**Available data**
++++++++++
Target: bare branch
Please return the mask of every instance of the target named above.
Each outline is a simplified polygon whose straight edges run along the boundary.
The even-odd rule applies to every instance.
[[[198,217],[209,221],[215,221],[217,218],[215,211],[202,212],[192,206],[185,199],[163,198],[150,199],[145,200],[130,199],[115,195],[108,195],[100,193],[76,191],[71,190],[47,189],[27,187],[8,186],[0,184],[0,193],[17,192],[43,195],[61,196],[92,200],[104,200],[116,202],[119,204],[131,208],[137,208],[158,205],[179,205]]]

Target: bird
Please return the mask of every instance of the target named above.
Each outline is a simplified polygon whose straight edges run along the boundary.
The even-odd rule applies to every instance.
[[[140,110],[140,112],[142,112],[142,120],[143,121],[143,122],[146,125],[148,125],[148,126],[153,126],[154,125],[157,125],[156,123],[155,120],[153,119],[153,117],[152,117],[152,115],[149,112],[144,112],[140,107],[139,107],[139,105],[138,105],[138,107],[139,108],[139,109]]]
++++++++++
**Task instructions**
Reproduce, without alteration, the portion of the records that begins with the line containing "Target: bird" and continues through the final line of the records, including both of these lines.

**Answer in full**
Target: bird
Please return the mask of every instance of the target named above.
Each outline is a simplified polygon whose straight edges run along the boundary.
The even-odd rule applies to every instance.
[[[140,110],[140,112],[142,112],[142,120],[143,121],[143,122],[146,125],[148,125],[148,126],[153,126],[154,125],[157,125],[156,123],[155,120],[153,119],[153,117],[152,117],[152,115],[149,112],[144,112],[140,107],[139,107],[139,105],[138,105],[138,107],[139,108],[139,109]]]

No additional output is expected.